▸ **WHAT THE TASK REQUIRES**:
Every line containing the string "sack" is to be copied from the records.
BEGIN GIVEN DATA
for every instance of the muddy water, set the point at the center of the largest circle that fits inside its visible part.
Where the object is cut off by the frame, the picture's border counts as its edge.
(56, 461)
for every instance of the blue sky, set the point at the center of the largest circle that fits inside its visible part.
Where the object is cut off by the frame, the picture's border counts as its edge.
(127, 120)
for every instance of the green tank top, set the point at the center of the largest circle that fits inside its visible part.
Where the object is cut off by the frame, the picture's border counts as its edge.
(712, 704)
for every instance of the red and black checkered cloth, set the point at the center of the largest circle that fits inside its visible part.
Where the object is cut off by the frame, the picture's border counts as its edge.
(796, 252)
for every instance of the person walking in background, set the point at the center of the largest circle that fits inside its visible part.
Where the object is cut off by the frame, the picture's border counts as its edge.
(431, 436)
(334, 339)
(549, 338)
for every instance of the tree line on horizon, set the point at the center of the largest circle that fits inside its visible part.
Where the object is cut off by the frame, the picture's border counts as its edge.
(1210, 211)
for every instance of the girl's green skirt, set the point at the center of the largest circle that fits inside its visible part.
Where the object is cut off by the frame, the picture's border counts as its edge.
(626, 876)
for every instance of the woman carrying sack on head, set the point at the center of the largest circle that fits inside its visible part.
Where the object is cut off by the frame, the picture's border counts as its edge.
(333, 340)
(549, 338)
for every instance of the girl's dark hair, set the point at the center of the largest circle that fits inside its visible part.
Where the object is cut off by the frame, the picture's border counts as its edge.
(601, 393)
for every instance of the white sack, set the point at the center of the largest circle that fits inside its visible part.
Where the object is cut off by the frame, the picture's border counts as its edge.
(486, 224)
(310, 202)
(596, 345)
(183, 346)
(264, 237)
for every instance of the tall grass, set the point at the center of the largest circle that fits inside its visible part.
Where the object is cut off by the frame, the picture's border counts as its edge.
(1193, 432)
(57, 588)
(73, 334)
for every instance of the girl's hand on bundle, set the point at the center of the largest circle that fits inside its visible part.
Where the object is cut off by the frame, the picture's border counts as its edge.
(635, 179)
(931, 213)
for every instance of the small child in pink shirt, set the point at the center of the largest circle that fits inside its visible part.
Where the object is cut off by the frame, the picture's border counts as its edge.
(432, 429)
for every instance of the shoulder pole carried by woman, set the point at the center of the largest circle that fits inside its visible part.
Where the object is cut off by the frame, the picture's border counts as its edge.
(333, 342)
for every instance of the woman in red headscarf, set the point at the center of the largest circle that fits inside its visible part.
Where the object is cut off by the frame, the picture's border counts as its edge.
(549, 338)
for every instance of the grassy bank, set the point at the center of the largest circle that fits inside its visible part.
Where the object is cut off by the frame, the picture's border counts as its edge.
END GIVEN DATA
▸ **RESULT OF THIS EXERCISE**:
for every instance of the woman carrying sack on head, set the point at the center of the largest circle that fits inside its visible part.
for every instance of the white sack, set the point at the center of the largest circle that fits inside its visible part.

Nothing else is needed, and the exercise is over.